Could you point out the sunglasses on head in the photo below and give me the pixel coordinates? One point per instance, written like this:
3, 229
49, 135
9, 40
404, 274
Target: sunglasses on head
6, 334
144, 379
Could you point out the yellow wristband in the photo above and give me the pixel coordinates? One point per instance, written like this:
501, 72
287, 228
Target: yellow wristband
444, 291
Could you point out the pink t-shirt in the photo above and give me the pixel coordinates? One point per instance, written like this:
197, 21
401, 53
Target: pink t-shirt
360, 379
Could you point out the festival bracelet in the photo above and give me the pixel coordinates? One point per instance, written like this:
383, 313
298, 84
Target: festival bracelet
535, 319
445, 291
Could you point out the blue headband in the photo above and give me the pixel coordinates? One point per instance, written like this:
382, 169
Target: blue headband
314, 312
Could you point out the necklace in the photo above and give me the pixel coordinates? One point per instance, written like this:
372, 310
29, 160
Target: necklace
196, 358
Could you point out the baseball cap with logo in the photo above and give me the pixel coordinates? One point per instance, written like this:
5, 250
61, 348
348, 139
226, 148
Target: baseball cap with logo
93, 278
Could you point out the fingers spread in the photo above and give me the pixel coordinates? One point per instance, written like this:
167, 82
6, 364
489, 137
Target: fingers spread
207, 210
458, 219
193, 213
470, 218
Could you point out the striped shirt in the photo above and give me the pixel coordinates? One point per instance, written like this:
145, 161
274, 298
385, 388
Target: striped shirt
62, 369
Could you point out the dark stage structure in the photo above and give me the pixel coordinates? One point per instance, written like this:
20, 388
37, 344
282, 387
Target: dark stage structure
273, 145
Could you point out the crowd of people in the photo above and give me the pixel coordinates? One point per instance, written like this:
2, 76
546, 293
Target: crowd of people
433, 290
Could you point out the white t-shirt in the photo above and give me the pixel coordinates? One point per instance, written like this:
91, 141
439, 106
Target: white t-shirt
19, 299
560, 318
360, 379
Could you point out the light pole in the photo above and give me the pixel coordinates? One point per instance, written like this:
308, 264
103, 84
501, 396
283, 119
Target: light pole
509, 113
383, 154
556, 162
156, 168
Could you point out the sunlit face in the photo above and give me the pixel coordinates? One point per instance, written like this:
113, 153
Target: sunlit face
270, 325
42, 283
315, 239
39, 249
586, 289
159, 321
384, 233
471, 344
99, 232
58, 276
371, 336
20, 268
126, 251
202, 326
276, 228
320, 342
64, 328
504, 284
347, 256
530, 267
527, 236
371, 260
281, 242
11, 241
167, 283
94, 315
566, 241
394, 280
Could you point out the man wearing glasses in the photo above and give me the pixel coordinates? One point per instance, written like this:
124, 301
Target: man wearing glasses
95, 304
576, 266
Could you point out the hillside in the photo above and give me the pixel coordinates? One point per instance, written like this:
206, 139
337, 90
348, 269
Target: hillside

● DIRECTIVE
Return the listing above word for word.

● RESULT FOR THIS EXERCISE
Could you point out the sunglasses on head in the photo below and give me the pixel coordinates? One point per instance, written like this:
3, 229
49, 135
9, 40
404, 274
Target: sunglasses on head
6, 334
144, 379
Could you point out the yellow wristband in the photo above and give me the pixel coordinates? One point per instance, written like this:
501, 72
287, 228
Target: yellow wristband
444, 291
Could you point out the pink t-shirt in the photo above and give me the pixel coordinates? One point per instance, written like this:
197, 21
401, 53
Target: pink t-shirt
360, 379
Could you point out the festival bracelet in the photo above and give me the pixel coordinates? One point per instance, written like this:
383, 313
298, 84
Target: festival bracelet
535, 319
445, 291
Could you point out the blue headband in the photo above and give me the pixel coordinates? One point per instance, written like this:
382, 169
Target: blue headband
314, 312
Could you point out the necklace in the photo above and give me the pixel coordinates? One point per instance, written like this:
372, 310
29, 160
Target: necklace
196, 358
Could you point out the baseball cap with logo in the photo above and give me the pixel coordinates? One point per instance, written like this:
5, 250
61, 348
348, 139
226, 148
Target: baseball cap with logo
93, 278
Could you point out the fingers spread in the photo above and give me the pixel coordinates? One point per instance, written like this:
167, 82
6, 364
489, 137
Target: fingers spread
207, 210
458, 219
193, 213
470, 218
Could you point out the striped shirt in the photo above and give me the pixel coordinates? One point per instance, written like this:
145, 161
274, 298
385, 388
Target: striped shirt
62, 369
Could you point out the dark stage structure in the photo above and give me the pixel coordinates? One point per instance, written like this:
20, 388
37, 344
282, 387
Target: dark stage structure
273, 145
Could you point out the crowd of people in the photo above and give me the pixel coordinates? One point per instance, written like this:
2, 76
546, 293
Target: crowd of people
433, 290
Could you point out the white t-shirt in the photo above and give me the pixel coordinates? One point per instance, written like this:
91, 141
439, 106
Target: white t-shirt
19, 299
560, 318
360, 379
Could you point out the light pole in the photo above and give me the pixel coordinates? One point per instance, written like this:
308, 264
103, 84
501, 396
283, 119
Target: light pole
509, 113
383, 154
556, 162
156, 168
Could you point out the sunlit face in the photo above and give me the pixel coordinates? One point per instance, written like this:
113, 153
Target: sunlit face
270, 325
42, 283
315, 239
39, 249
586, 289
159, 321
384, 233
471, 344
99, 232
58, 276
371, 336
20, 268
126, 251
202, 326
276, 228
320, 342
64, 328
504, 284
347, 256
530, 267
527, 236
371, 260
281, 242
11, 241
167, 283
94, 315
566, 241
394, 280
Could you point out the man wearing glasses in the photo above and give me the pixel coordinates? One point per instance, written like this:
124, 301
Target: man wearing glasses
95, 304
576, 266
Could you point out the hillside in the photo above and give me the pixel coordinates? One point per instance, written like this:
206, 139
337, 90
348, 269
Target: hillside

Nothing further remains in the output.